### Task objective
Extract the line that contains "red rose in this photo." and every line after it to the end of the records below, exactly as written and nothing else.
※
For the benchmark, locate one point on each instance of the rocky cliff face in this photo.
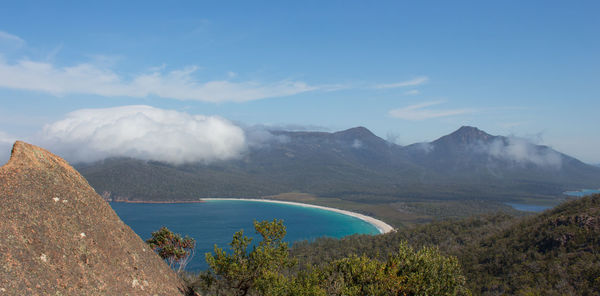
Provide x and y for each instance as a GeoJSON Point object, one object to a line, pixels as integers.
{"type": "Point", "coordinates": [58, 237]}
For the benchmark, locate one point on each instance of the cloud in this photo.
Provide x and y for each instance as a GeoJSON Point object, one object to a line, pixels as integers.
{"type": "Point", "coordinates": [419, 111]}
{"type": "Point", "coordinates": [12, 39]}
{"type": "Point", "coordinates": [143, 132]}
{"type": "Point", "coordinates": [6, 142]}
{"type": "Point", "coordinates": [522, 151]}
{"type": "Point", "coordinates": [88, 78]}
{"type": "Point", "coordinates": [413, 82]}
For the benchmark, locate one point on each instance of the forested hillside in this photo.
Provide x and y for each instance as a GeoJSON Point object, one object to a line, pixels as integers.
{"type": "Point", "coordinates": [553, 253]}
{"type": "Point", "coordinates": [356, 165]}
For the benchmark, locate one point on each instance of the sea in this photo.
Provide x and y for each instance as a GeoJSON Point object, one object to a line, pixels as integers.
{"type": "Point", "coordinates": [215, 221]}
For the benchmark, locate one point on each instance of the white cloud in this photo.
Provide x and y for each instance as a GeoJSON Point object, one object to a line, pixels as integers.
{"type": "Point", "coordinates": [419, 111]}
{"type": "Point", "coordinates": [87, 78]}
{"type": "Point", "coordinates": [521, 151]}
{"type": "Point", "coordinates": [6, 142]}
{"type": "Point", "coordinates": [413, 82]}
{"type": "Point", "coordinates": [9, 38]}
{"type": "Point", "coordinates": [143, 132]}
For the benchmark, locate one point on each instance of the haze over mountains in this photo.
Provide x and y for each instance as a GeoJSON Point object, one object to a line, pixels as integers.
{"type": "Point", "coordinates": [355, 164]}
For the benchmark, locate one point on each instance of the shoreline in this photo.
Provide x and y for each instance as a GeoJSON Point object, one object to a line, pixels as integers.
{"type": "Point", "coordinates": [381, 226]}
{"type": "Point", "coordinates": [157, 202]}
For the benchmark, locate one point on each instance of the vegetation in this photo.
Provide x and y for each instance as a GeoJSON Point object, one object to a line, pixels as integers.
{"type": "Point", "coordinates": [177, 251]}
{"type": "Point", "coordinates": [268, 269]}
{"type": "Point", "coordinates": [554, 253]}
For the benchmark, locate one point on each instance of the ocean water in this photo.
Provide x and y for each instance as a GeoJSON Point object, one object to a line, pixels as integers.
{"type": "Point", "coordinates": [582, 192]}
{"type": "Point", "coordinates": [215, 222]}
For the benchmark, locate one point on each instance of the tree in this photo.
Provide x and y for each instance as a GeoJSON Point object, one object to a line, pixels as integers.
{"type": "Point", "coordinates": [268, 270]}
{"type": "Point", "coordinates": [177, 251]}
{"type": "Point", "coordinates": [258, 272]}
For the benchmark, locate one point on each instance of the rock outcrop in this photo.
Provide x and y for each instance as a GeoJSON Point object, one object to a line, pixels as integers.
{"type": "Point", "coordinates": [59, 237]}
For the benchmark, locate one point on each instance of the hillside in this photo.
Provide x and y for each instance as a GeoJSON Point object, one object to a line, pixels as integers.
{"type": "Point", "coordinates": [356, 165]}
{"type": "Point", "coordinates": [58, 237]}
{"type": "Point", "coordinates": [553, 253]}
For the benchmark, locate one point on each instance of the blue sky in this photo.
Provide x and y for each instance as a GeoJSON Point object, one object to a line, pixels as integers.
{"type": "Point", "coordinates": [410, 71]}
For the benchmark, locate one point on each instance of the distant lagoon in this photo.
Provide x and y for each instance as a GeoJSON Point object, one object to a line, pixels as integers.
{"type": "Point", "coordinates": [541, 208]}
{"type": "Point", "coordinates": [215, 222]}
{"type": "Point", "coordinates": [528, 207]}
{"type": "Point", "coordinates": [582, 192]}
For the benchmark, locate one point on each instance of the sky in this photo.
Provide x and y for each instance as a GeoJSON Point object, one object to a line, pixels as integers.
{"type": "Point", "coordinates": [92, 79]}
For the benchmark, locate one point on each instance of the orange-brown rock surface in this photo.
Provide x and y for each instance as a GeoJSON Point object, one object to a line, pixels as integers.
{"type": "Point", "coordinates": [58, 237]}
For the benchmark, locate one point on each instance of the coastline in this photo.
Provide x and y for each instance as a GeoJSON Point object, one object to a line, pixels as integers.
{"type": "Point", "coordinates": [158, 201]}
{"type": "Point", "coordinates": [381, 226]}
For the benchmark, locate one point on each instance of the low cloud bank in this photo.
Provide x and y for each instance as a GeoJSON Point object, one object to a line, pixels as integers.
{"type": "Point", "coordinates": [522, 151]}
{"type": "Point", "coordinates": [143, 132]}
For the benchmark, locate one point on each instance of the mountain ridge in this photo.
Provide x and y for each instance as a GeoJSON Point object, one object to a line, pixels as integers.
{"type": "Point", "coordinates": [355, 164]}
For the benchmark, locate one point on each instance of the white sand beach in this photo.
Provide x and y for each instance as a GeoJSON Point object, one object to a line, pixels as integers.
{"type": "Point", "coordinates": [380, 225]}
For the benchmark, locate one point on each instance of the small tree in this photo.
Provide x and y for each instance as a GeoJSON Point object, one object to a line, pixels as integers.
{"type": "Point", "coordinates": [255, 272]}
{"type": "Point", "coordinates": [177, 251]}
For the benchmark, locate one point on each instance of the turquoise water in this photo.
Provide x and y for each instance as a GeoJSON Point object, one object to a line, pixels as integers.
{"type": "Point", "coordinates": [582, 192]}
{"type": "Point", "coordinates": [214, 222]}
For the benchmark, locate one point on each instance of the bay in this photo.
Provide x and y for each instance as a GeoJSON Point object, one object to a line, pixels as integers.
{"type": "Point", "coordinates": [215, 222]}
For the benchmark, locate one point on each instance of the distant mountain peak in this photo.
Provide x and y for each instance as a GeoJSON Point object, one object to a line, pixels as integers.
{"type": "Point", "coordinates": [355, 132]}
{"type": "Point", "coordinates": [465, 135]}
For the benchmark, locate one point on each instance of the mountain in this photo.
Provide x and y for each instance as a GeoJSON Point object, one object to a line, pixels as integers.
{"type": "Point", "coordinates": [357, 165]}
{"type": "Point", "coordinates": [470, 156]}
{"type": "Point", "coordinates": [58, 237]}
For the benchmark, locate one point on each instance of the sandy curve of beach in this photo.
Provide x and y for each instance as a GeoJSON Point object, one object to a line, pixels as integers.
{"type": "Point", "coordinates": [380, 225]}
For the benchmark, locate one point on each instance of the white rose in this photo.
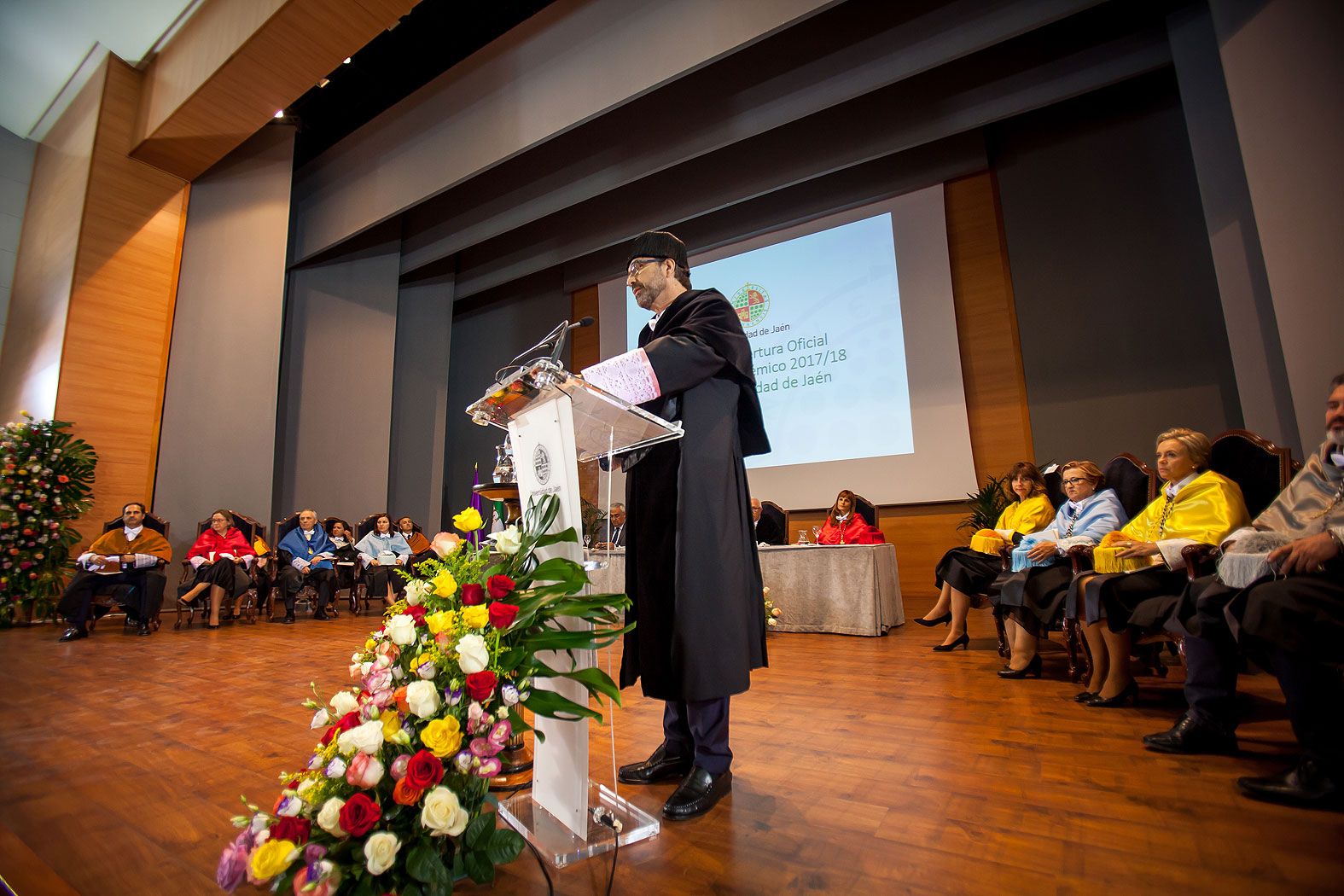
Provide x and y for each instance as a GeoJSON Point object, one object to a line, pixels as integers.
{"type": "Point", "coordinates": [507, 542]}
{"type": "Point", "coordinates": [422, 697]}
{"type": "Point", "coordinates": [401, 629]}
{"type": "Point", "coordinates": [366, 738]}
{"type": "Point", "coordinates": [329, 817]}
{"type": "Point", "coordinates": [442, 814]}
{"type": "Point", "coordinates": [344, 701]}
{"type": "Point", "coordinates": [381, 852]}
{"type": "Point", "coordinates": [416, 591]}
{"type": "Point", "coordinates": [472, 653]}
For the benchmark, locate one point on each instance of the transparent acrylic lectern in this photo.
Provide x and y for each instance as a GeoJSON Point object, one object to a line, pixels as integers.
{"type": "Point", "coordinates": [556, 421]}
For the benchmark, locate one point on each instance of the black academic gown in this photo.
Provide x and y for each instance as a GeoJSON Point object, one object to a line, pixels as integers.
{"type": "Point", "coordinates": [691, 564]}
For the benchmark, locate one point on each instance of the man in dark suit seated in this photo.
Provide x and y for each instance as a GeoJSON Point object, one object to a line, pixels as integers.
{"type": "Point", "coordinates": [1278, 596]}
{"type": "Point", "coordinates": [132, 556]}
{"type": "Point", "coordinates": [616, 519]}
{"type": "Point", "coordinates": [312, 551]}
{"type": "Point", "coordinates": [768, 530]}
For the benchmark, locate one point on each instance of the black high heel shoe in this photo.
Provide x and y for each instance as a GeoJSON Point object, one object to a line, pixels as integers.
{"type": "Point", "coordinates": [1033, 671]}
{"type": "Point", "coordinates": [940, 621]}
{"type": "Point", "coordinates": [1128, 695]}
{"type": "Point", "coordinates": [960, 643]}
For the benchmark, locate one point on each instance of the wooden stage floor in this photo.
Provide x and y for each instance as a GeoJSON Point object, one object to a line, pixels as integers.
{"type": "Point", "coordinates": [863, 766]}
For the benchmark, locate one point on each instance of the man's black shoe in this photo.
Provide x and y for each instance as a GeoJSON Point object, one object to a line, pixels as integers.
{"type": "Point", "coordinates": [660, 766]}
{"type": "Point", "coordinates": [1304, 785]}
{"type": "Point", "coordinates": [696, 794]}
{"type": "Point", "coordinates": [1194, 735]}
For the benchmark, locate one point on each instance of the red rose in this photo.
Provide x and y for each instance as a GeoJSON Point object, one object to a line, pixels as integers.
{"type": "Point", "coordinates": [502, 614]}
{"type": "Point", "coordinates": [480, 684]}
{"type": "Point", "coordinates": [296, 830]}
{"type": "Point", "coordinates": [423, 770]}
{"type": "Point", "coordinates": [359, 814]}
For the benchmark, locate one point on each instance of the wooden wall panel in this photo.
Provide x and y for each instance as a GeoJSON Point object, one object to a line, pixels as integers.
{"type": "Point", "coordinates": [44, 268]}
{"type": "Point", "coordinates": [236, 62]}
{"type": "Point", "coordinates": [121, 305]}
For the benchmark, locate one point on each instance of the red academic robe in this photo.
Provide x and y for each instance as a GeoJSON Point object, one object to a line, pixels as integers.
{"type": "Point", "coordinates": [851, 532]}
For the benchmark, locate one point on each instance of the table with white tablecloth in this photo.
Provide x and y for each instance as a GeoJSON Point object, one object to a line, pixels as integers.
{"type": "Point", "coordinates": [848, 589]}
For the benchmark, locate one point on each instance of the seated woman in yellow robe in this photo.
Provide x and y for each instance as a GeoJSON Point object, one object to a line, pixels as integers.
{"type": "Point", "coordinates": [968, 571]}
{"type": "Point", "coordinates": [1143, 561]}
※
### Exercise answer
For the benchmark, locate one point on each instance of the red rose in this photo.
Provide x and y for each instance as a GeoJSON Point object, one object to a line, pixels as integers.
{"type": "Point", "coordinates": [502, 614]}
{"type": "Point", "coordinates": [480, 684]}
{"type": "Point", "coordinates": [296, 830]}
{"type": "Point", "coordinates": [423, 770]}
{"type": "Point", "coordinates": [359, 814]}
For the benchmark, locate one point on each instance of the wooden wall panel in this photo.
Provide x and y for each instance as a GeoJSON Point object, one object to a line, pixels as integers.
{"type": "Point", "coordinates": [44, 268]}
{"type": "Point", "coordinates": [236, 62]}
{"type": "Point", "coordinates": [121, 305]}
For the benchmark, locate one point on each instance of the red academic robe in this photo.
Provide x and y for each instance as a GeoJSON Point object, one object to a line, pixels as integers.
{"type": "Point", "coordinates": [851, 532]}
For the benchmark, locate one point on each instance of the table with white tablecloth in this photo.
Provide x and y for each instance as a GeoJSON Point object, one object to a line, pixels as integers.
{"type": "Point", "coordinates": [848, 589]}
For the benchmark, locate one point on each instance of the seated woman in yellow robe in this photo.
Provide x and y for each instance as a GeoJSON Point object, one object to a line, pixels as integers.
{"type": "Point", "coordinates": [968, 571]}
{"type": "Point", "coordinates": [1143, 561]}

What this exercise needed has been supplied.